### Work to do
Reproduce the entries from the line containing "Domain: lane-usage study. Target: green metal" through the line containing "(290, 1101)", both included, with the requests kept as they are. Multiply every coordinate in the answers by 1.15 and round each result to a whole number, with halves rounded up.
---------- Supplied material
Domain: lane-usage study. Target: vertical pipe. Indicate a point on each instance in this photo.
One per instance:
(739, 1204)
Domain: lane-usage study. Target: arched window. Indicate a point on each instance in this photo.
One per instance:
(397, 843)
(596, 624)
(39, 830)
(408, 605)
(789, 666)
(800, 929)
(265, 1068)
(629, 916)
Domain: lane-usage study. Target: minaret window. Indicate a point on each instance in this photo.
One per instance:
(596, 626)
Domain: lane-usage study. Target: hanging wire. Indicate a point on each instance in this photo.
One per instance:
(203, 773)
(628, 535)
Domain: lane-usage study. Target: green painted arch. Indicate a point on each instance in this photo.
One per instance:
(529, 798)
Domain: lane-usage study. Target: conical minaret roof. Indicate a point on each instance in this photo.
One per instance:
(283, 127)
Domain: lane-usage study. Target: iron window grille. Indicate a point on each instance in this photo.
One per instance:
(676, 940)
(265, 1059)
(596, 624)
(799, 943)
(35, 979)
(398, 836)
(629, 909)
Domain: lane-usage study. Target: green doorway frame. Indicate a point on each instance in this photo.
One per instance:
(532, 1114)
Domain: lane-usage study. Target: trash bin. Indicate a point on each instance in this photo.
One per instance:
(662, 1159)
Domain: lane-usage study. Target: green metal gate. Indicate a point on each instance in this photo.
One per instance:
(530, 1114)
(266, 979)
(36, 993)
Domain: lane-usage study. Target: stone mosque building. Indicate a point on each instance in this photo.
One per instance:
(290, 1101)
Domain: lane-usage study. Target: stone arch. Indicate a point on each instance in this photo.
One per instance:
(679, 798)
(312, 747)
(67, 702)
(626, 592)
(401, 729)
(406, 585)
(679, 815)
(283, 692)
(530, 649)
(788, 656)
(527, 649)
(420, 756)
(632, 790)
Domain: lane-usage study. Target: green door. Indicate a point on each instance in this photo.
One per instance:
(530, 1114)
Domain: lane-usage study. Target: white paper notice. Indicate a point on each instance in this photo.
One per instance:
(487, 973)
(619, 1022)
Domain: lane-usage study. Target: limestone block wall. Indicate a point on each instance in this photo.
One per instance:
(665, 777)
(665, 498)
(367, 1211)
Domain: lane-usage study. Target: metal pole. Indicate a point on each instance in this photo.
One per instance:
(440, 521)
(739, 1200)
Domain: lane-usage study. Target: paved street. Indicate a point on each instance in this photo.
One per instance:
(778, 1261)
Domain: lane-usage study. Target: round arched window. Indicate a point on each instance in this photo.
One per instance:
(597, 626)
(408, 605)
--------------------
### Solution
Domain: lane-usage study. Target: green metal gate. Indicate a point on each instance in this photo.
One per instance:
(610, 1281)
(306, 1126)
(41, 1142)
Domain: lane-usage study. Target: stone mosque building. Indicate a point on each instance in this photo.
One per instance:
(334, 1266)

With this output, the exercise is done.